◆ The exercise
Substitute "I want to know whether" for "I'm trying to determine whether" throughout the lines below and give them all back with nothing else changed. Leave the pictures out.

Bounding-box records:
┌──

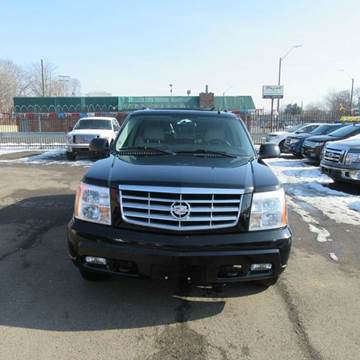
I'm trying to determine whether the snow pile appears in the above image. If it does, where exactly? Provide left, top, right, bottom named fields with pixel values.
left=0, top=150, right=93, bottom=167
left=267, top=159, right=360, bottom=225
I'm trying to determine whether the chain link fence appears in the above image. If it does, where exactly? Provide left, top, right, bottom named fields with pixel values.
left=242, top=111, right=339, bottom=144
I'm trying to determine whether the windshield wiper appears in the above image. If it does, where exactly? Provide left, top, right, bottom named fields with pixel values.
left=116, top=146, right=175, bottom=155
left=175, top=149, right=237, bottom=158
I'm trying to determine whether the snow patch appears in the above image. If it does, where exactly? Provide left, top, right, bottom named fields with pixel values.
left=0, top=150, right=93, bottom=167
left=329, top=253, right=339, bottom=262
left=287, top=197, right=332, bottom=242
left=267, top=159, right=360, bottom=225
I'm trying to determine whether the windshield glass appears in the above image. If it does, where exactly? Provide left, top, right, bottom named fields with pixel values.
left=296, top=125, right=319, bottom=134
left=115, top=114, right=255, bottom=156
left=329, top=125, right=360, bottom=137
left=74, top=119, right=111, bottom=130
left=288, top=124, right=304, bottom=132
left=311, top=124, right=343, bottom=135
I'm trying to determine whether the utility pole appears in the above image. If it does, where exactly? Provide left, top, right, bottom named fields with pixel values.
left=41, top=59, right=45, bottom=97
left=169, top=84, right=173, bottom=100
left=270, top=98, right=279, bottom=132
left=276, top=45, right=302, bottom=114
left=339, top=69, right=355, bottom=115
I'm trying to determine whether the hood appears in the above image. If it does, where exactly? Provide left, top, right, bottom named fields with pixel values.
left=307, top=135, right=337, bottom=142
left=288, top=133, right=311, bottom=139
left=68, top=129, right=113, bottom=135
left=268, top=131, right=291, bottom=136
left=84, top=155, right=280, bottom=192
left=328, top=135, right=360, bottom=150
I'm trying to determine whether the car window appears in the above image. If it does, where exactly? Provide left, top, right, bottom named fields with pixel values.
left=329, top=125, right=360, bottom=137
left=115, top=114, right=254, bottom=156
left=296, top=125, right=319, bottom=134
left=112, top=120, right=120, bottom=131
left=288, top=124, right=304, bottom=132
left=74, top=119, right=112, bottom=130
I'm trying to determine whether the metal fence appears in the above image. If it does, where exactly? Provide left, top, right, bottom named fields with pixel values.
left=0, top=112, right=339, bottom=150
left=243, top=111, right=339, bottom=144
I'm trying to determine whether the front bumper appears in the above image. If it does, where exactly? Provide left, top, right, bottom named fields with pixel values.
left=284, top=142, right=302, bottom=156
left=320, top=161, right=360, bottom=184
left=67, top=144, right=90, bottom=152
left=301, top=145, right=324, bottom=161
left=68, top=219, right=291, bottom=283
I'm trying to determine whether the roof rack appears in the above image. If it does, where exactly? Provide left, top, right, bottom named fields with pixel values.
left=131, top=107, right=217, bottom=111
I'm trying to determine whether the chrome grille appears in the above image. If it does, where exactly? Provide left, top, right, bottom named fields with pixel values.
left=74, top=135, right=97, bottom=144
left=119, top=185, right=244, bottom=231
left=324, top=148, right=344, bottom=163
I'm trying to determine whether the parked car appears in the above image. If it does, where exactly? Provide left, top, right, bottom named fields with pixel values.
left=266, top=123, right=319, bottom=152
left=66, top=117, right=120, bottom=160
left=301, top=124, right=360, bottom=162
left=284, top=124, right=344, bottom=156
left=320, top=135, right=360, bottom=184
left=68, top=110, right=291, bottom=285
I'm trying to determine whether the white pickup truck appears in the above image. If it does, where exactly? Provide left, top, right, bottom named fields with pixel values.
left=66, top=117, right=120, bottom=160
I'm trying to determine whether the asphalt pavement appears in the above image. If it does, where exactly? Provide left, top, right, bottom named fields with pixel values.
left=0, top=154, right=360, bottom=360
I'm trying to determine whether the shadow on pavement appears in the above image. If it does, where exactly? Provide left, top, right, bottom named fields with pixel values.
left=0, top=195, right=264, bottom=331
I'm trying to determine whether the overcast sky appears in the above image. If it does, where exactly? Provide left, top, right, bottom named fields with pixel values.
left=0, top=0, right=360, bottom=108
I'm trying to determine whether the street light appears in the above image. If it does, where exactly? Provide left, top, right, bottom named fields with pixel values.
left=276, top=44, right=302, bottom=114
left=169, top=84, right=173, bottom=98
left=339, top=69, right=355, bottom=115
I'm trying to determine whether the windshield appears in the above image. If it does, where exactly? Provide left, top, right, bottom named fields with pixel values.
left=74, top=119, right=111, bottom=130
left=296, top=125, right=319, bottom=134
left=115, top=114, right=255, bottom=156
left=288, top=124, right=304, bottom=132
left=329, top=125, right=360, bottom=137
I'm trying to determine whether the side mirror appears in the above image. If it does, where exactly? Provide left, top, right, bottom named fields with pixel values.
left=259, top=143, right=280, bottom=159
left=89, top=138, right=110, bottom=157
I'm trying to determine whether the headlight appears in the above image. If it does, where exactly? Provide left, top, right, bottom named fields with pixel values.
left=345, top=152, right=360, bottom=165
left=74, top=183, right=111, bottom=225
left=249, top=189, right=287, bottom=231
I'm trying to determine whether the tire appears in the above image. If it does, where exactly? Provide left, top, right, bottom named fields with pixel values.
left=66, top=151, right=76, bottom=161
left=253, top=276, right=279, bottom=288
left=79, top=269, right=109, bottom=281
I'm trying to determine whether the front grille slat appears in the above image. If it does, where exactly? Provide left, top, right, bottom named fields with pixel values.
left=119, top=185, right=244, bottom=231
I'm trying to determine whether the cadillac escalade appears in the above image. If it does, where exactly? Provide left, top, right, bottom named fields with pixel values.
left=68, top=110, right=291, bottom=285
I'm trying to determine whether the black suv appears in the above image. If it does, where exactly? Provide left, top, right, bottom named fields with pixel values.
left=68, top=110, right=291, bottom=285
left=320, top=135, right=360, bottom=185
left=301, top=124, right=360, bottom=162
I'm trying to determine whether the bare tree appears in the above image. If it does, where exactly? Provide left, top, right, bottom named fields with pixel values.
left=325, top=88, right=360, bottom=116
left=27, top=60, right=80, bottom=96
left=26, top=60, right=56, bottom=96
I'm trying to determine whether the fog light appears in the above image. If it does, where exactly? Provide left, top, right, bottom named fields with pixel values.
left=250, top=263, right=272, bottom=271
left=85, top=256, right=107, bottom=265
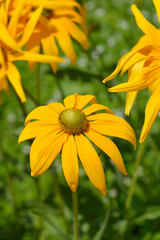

└──

◆ Correct output
I want to know whether the snow pile appears in the above image. If it does, where exactly? Provide left, top, right, bottom named fields with pixel values.
left=0, top=150, right=93, bottom=167
left=267, top=159, right=360, bottom=225
I want to know whether the chain link fence appears in the above image. If it does, where exactly? Provide left, top, right, bottom named fields with pixel values.
left=242, top=111, right=339, bottom=144
I want to know whether the windshield wiper appears in the above image. If it does, where exactly? Provide left, top, right, bottom named fields with pixel values.
left=116, top=146, right=175, bottom=155
left=175, top=149, right=237, bottom=158
I want to know whether the snow patch appears in the above image. If it does, where exactly? Provide left, top, right, bottom named fields with pixel values.
left=0, top=150, right=93, bottom=167
left=329, top=253, right=339, bottom=262
left=287, top=197, right=332, bottom=242
left=267, top=159, right=360, bottom=225
I want to know whether the windshield glass appears in the above image. If it does, where exactly? Provide left, top, right, bottom named fields with pixel values.
left=296, top=125, right=319, bottom=134
left=115, top=114, right=255, bottom=156
left=329, top=125, right=360, bottom=137
left=74, top=119, right=111, bottom=130
left=288, top=124, right=304, bottom=132
left=311, top=124, right=343, bottom=135
I want to know whether the utility pole appears in the above image. If it does, where exactly? Provide left, top, right, bottom named fields with pixel values.
left=41, top=59, right=45, bottom=97
left=169, top=84, right=173, bottom=100
left=270, top=98, right=279, bottom=132
left=276, top=45, right=302, bottom=114
left=339, top=69, right=355, bottom=115
I want to know whether the hood appears in the above image. If it does, where exactly? Provide left, top, right, bottom named fields with pixel values.
left=307, top=135, right=337, bottom=142
left=288, top=133, right=311, bottom=139
left=68, top=129, right=113, bottom=135
left=268, top=131, right=291, bottom=136
left=84, top=155, right=280, bottom=192
left=328, top=135, right=360, bottom=150
I want to know whether the car window appears in the above image. If it does, where exactly? Provide left, top, right, bottom named fields with pixel values.
left=329, top=125, right=360, bottom=137
left=115, top=114, right=254, bottom=156
left=296, top=125, right=319, bottom=134
left=112, top=120, right=120, bottom=131
left=288, top=124, right=304, bottom=132
left=74, top=119, right=112, bottom=130
I want to know whether the metal fence appears in the above image. If it does, where exactly? Provide left, top, right, bottom named fields with pixel values.
left=0, top=112, right=339, bottom=150
left=243, top=111, right=339, bottom=144
I want to know whether the front bumper appears in the above image. If it does, where exactly? Provide left, top, right, bottom named fields with pixel values.
left=284, top=142, right=302, bottom=156
left=320, top=161, right=360, bottom=184
left=67, top=144, right=90, bottom=152
left=301, top=145, right=324, bottom=161
left=68, top=219, right=291, bottom=283
I want to know whether the roof rack appears in the above image. If it does, where exactly? Provide left, top, right, bottom named fields with pixel values.
left=131, top=107, right=217, bottom=111
I want to know whether the chrome grille appears in the above image. If it does, where exactly? Provide left, top, right, bottom named fields with pixel values.
left=74, top=135, right=97, bottom=144
left=119, top=185, right=244, bottom=231
left=324, top=148, right=344, bottom=163
I want to know whether the parked car appears in the above image. If it does, where exactly? Provide left, top, right, bottom named fields with pixel values.
left=266, top=123, right=319, bottom=152
left=66, top=117, right=120, bottom=160
left=301, top=124, right=360, bottom=162
left=284, top=124, right=344, bottom=156
left=320, top=135, right=360, bottom=184
left=68, top=110, right=291, bottom=285
I want to know whether the white pickup truck appears in the above image. If it does, where exactly? Provide left, top, right, bottom named fields with pixel values.
left=66, top=117, right=120, bottom=160
I want to know whether the asphalt pavement appears in the above image. If it does, where exactly? Provide left, top, right, bottom named fields with pixel values.
left=0, top=154, right=360, bottom=360
I want to know whether the shadow on pavement appears in the above image. If it does, where exactly? Provide left, top, right, bottom named fields with pixel values.
left=0, top=195, right=264, bottom=331
I want to know whether the overcast sky appears in the above image. If it does, where exactly? Provide left, top, right, bottom named fields with pixel values.
left=0, top=0, right=360, bottom=108
I want to know whether the street light appears in the above image. If it does, where exactly? Provide left, top, right, bottom named fields with pixel values.
left=276, top=44, right=302, bottom=114
left=169, top=84, right=173, bottom=98
left=339, top=69, right=355, bottom=115
I want to know whether the windshield appears in the above image. If it does, where exactly? Provide left, top, right, bottom named fields with pixel values.
left=74, top=119, right=111, bottom=130
left=296, top=125, right=319, bottom=134
left=115, top=114, right=255, bottom=156
left=288, top=124, right=304, bottom=132
left=329, top=125, right=360, bottom=137
I want to know whether the side mirror appears in the above image. If it does, where exactly? Provide left, top, right, bottom named fields with pixel values.
left=259, top=143, right=280, bottom=159
left=89, top=138, right=110, bottom=157
I want to know whether the headlight appears in the above image. If it does, where exactly? Provide left, top, right, bottom named fields with pixel values.
left=345, top=152, right=360, bottom=165
left=74, top=183, right=111, bottom=225
left=249, top=189, right=287, bottom=231
I want to know whether the tire appears in the above image. If it does, where exactly? Provide left, top, right, bottom named fields with pixel values.
left=66, top=151, right=76, bottom=161
left=253, top=276, right=279, bottom=288
left=79, top=269, right=109, bottom=281
I want to know whether the front grille slat appears in the above image. If it does, where exactly? Provide left, top, right, bottom named fields with pixel values.
left=119, top=185, right=244, bottom=231
I want to know whether the cadillac escalade appears in the above image. If it does, where exactly? Provide left, top, right, bottom named fields with pixel values.
left=68, top=110, right=291, bottom=285
I want to know whether the black suv appears in the above image. If it does, where exactly? Provide left, top, right, bottom named fields with pixel values.
left=68, top=110, right=291, bottom=285
left=320, top=135, right=360, bottom=185
left=301, top=124, right=360, bottom=162
I want to know whether the bare tree appears in the above image. If it does, where exactly? Provide left, top, right, bottom named fields with pixel values.
left=325, top=88, right=360, bottom=116
left=27, top=60, right=80, bottom=96
left=26, top=60, right=56, bottom=96
I want to know whether the fog light appears in the above image. If it does, where exactly? Provide left, top, right, bottom named fields with pixel values.
left=250, top=263, right=272, bottom=271
left=85, top=256, right=107, bottom=265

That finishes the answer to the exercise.